──────── PROVIDED ENTRIES

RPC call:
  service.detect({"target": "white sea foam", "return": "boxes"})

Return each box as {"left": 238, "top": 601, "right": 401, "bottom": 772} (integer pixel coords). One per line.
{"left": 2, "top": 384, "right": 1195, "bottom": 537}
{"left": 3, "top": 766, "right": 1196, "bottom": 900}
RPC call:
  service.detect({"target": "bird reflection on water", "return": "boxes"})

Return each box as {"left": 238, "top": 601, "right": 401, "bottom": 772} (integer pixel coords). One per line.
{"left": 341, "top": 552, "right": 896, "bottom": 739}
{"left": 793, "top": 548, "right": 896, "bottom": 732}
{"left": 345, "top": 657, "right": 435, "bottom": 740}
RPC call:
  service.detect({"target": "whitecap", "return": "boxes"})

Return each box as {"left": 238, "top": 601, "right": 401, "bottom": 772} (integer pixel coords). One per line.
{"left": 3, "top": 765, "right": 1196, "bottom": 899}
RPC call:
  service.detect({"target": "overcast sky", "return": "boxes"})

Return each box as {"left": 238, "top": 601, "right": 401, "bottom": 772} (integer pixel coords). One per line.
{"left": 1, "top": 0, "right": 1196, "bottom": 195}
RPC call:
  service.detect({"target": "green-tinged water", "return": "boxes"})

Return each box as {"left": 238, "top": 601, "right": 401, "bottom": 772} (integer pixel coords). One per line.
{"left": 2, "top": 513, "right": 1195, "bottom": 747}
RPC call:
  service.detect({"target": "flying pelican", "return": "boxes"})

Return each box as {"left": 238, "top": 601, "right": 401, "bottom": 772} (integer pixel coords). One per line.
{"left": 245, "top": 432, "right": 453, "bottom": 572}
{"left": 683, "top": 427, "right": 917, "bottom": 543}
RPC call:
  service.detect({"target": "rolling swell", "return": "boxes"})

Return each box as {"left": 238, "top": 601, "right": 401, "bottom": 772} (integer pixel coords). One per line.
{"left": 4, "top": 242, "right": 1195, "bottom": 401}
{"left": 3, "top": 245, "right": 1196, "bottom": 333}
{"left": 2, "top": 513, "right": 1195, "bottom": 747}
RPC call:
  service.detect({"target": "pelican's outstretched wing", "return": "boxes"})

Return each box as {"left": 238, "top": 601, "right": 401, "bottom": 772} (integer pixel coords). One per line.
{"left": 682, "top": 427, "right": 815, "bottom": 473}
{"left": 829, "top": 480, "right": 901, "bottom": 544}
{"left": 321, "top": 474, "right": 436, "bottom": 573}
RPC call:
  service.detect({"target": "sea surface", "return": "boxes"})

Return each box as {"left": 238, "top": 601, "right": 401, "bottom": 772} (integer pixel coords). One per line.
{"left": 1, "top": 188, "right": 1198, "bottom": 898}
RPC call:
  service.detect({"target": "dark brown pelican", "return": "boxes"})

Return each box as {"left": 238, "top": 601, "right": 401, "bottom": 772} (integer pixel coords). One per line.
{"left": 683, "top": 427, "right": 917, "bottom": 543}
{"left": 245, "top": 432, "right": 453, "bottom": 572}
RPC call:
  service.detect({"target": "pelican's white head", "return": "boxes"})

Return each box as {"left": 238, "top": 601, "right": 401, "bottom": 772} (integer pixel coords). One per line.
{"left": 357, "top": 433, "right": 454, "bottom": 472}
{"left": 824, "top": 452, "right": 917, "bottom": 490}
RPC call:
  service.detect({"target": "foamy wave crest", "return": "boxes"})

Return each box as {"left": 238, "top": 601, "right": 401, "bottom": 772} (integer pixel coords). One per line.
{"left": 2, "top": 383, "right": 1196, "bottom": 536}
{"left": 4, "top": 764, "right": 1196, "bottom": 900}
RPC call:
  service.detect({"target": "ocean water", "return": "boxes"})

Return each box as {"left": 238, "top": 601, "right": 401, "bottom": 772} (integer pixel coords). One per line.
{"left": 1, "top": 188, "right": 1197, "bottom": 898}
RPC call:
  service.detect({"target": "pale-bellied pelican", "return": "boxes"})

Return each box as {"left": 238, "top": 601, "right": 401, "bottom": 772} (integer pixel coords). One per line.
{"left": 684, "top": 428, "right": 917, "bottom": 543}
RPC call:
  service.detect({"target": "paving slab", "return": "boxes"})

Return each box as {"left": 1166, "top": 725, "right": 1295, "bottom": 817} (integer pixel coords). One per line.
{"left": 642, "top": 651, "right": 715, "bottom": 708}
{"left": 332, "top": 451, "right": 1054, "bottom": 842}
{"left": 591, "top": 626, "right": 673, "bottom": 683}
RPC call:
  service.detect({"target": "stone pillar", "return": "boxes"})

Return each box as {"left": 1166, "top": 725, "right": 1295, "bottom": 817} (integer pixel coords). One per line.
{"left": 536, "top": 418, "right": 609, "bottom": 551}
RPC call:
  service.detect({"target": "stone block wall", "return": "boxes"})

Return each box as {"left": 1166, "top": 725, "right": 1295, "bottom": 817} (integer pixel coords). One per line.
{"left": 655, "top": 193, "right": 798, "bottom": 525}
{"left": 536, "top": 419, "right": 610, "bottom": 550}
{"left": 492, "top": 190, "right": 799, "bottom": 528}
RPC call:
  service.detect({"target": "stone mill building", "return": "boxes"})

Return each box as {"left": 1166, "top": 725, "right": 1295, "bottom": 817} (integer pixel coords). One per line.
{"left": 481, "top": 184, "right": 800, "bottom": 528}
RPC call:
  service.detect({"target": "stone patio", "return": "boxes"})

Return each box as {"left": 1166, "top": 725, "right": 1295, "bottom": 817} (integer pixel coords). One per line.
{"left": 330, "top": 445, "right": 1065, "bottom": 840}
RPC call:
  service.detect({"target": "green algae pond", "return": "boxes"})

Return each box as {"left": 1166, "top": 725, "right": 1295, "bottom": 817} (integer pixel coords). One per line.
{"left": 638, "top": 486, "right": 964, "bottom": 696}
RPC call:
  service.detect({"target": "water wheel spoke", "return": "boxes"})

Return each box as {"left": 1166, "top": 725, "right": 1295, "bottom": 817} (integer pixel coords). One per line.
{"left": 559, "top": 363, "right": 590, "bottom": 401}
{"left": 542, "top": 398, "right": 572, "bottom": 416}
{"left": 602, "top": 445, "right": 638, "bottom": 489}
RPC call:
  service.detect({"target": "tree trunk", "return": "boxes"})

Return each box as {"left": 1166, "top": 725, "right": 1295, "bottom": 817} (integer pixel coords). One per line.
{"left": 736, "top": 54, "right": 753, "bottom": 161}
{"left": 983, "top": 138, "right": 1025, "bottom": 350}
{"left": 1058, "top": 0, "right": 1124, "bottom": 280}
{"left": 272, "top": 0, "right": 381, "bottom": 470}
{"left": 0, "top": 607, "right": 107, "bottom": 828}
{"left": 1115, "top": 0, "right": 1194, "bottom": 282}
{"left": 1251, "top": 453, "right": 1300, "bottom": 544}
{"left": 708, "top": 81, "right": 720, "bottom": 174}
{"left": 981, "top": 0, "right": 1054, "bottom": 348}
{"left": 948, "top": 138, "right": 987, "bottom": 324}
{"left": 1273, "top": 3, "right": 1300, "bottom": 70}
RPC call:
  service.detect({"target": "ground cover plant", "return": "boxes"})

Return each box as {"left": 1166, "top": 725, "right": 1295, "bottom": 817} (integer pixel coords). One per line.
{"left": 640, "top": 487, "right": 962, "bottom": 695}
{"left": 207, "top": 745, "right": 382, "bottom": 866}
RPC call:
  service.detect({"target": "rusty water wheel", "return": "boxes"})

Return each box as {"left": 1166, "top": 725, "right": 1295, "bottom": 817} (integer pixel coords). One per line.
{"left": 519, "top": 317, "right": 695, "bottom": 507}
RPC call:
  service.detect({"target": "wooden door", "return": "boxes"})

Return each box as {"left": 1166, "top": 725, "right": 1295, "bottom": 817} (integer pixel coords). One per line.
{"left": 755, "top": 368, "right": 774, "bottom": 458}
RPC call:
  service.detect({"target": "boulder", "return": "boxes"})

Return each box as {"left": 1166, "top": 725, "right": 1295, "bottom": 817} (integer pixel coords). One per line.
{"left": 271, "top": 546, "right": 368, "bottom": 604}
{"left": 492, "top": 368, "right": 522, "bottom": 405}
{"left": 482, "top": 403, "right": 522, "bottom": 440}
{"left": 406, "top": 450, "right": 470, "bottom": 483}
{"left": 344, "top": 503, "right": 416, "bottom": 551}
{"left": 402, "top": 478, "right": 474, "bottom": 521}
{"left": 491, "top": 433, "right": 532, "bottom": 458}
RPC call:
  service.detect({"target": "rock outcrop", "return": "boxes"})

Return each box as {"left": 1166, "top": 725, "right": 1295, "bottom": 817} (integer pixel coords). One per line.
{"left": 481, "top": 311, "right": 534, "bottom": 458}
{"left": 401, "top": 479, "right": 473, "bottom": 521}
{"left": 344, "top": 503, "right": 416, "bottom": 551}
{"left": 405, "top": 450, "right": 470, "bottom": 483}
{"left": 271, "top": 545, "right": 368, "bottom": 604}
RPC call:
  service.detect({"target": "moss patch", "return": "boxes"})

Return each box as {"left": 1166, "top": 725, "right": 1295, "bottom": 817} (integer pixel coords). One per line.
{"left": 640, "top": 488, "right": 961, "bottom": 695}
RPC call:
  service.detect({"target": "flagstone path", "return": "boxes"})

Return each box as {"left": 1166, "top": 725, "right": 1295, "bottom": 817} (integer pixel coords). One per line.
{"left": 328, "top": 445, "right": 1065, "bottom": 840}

────────────────

## [THE PROBLEM]
Search the data above for the string "wheel". Report every line where it is found.

## [TASK OUTPUT]
  service.detect({"target": "water wheel spoke", "return": "boxes"})
  service.detect({"target": "rusty water wheel", "return": "boxes"})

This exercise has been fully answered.